• _Questions to answer_
**a)** In the Gold Coast site listing, rewrite the paragraph beginning "The site sits within a rapidly expanding growth corridor" as a short list that keeps its main facts.
**b)** Decide whether each statement agrees with the Gold Coast site listing, answering yes or no and quoting the words that decide it: (i) The property is at 162 Siganto Drive. (ii) The site is about 30 minutes from Southport CBD. (iii) A swimming pool currently sits on the site.
**c)** Pick up the Gold Coast site listing after its last sentence and continue it.

• _Passage shown_
A prime 9,637sq m slice of the Gold Coast has come to market, giving potential investors an opportunity for development or an idyllic residential holding.

The property, located at 162 Siganto Drive, is positioned in a prime growth area and only eight minutes from the newly built Westfield Shopping Centre in Coomera.

The proposed commercial mixed-use development site caters for a range of potential uses under the low impact industry zoning which will suit developers in the distribution industry, or those looking for professional office space or even indoor sports and recreation.

The surrounding area has benefited from strong residential growth which has supported the housing market, commercial businesses and new infrastructure.

Prime Slice of the Gold Coast

The site sits within a rapidly expanding growth corridor and is situated directly off the M1, approximately 40 minutes from Brisbane, 25 minutes from Burleigh Heads and 20 minutes to Southport CBD.

On the site currently sits a resort style luxury home and swimming pool.

Under the current medium density zoning we understand the potential for this site may suit age care or subdivision of town homes and potential many more uses (STCA).

Stored data entries:
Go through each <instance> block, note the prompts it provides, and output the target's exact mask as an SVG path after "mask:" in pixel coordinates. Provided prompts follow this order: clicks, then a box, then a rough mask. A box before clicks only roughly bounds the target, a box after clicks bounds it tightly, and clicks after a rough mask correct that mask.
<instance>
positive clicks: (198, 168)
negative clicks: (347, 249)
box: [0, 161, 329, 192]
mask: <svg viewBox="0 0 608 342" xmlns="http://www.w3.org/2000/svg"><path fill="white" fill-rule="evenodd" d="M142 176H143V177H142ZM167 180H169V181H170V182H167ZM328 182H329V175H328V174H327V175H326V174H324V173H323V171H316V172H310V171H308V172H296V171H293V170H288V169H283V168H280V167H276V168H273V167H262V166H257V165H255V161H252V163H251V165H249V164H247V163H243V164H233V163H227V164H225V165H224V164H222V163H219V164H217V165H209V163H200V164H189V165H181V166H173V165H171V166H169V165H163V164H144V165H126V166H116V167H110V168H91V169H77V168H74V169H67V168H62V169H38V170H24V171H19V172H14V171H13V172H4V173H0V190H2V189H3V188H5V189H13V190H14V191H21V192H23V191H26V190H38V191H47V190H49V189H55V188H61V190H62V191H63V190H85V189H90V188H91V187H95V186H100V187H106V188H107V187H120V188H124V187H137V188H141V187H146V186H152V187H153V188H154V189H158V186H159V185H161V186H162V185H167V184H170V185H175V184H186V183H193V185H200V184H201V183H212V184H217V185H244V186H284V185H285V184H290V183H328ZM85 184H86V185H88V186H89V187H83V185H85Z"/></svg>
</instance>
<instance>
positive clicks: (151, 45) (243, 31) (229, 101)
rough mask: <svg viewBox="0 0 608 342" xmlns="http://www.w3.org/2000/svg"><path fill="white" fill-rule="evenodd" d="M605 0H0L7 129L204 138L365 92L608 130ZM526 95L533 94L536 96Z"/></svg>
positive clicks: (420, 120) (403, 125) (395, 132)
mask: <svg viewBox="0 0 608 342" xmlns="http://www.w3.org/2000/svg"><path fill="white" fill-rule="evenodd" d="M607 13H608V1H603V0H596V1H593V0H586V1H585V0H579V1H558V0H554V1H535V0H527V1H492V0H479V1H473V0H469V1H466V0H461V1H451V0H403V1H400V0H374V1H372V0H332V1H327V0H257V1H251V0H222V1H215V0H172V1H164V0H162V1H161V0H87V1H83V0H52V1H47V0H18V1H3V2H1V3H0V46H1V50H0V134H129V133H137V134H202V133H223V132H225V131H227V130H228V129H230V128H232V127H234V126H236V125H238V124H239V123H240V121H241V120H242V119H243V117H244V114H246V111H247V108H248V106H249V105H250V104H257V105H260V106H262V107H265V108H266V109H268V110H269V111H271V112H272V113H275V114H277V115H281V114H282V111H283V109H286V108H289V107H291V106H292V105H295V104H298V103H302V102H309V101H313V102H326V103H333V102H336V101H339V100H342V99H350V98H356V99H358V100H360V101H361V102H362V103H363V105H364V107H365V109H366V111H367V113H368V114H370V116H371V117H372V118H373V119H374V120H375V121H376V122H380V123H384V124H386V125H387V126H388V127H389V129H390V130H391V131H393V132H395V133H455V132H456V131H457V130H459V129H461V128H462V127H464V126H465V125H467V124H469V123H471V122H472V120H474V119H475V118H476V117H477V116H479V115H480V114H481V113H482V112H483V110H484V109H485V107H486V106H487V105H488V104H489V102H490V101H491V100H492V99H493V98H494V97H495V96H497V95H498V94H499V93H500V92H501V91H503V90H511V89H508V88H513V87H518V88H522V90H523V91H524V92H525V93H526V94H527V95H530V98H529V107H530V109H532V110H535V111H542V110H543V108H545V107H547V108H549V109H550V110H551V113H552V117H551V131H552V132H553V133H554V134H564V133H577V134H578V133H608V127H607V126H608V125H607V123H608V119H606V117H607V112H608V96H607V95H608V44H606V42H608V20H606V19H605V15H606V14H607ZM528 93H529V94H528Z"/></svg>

• _Responses_
**a)**
- Located in a rapidly expanding growth corridor
- Directly off the M1
- About 40 minutes from Brisbane
- About 25 minutes from Burleigh Heads
- About 20 minutes to Southport CBD

**b)**
(i) Yes: "The property, located at 162 Siganto Drive"
(ii) No: "20 minutes to Southport CBD"
(iii) Yes: "On the site currently sits a resort style luxury home and swimming pool."

**c)**
The proposed DA maximises the shape and size of this site and plans showan NLA of approximately 3,135sq m and only around 32 per cent site coverage allowing developers to increase the GFA and turn this development site into a winning investment.

The great thing about this site is it is tucked away giving potential businesses lots of privacy, but also providing ease of access around the site as it opens up with potential waterfront views.

The M1 off ramps to Siganto Drive is a massive plus with the North and South entry points to Siganto Drive being the Oxenford/Hope Island exit and North Helensvale/Movie World M1 access ramps allowing for an effortless flow of vehicles.

With recent transactions in this area of Saltwater Creek Pub and a mortgagee sale of the proposed MI-HQ development site we can see that by these transactions occurring in the last few months that commercial property and development opportunities are in high demand.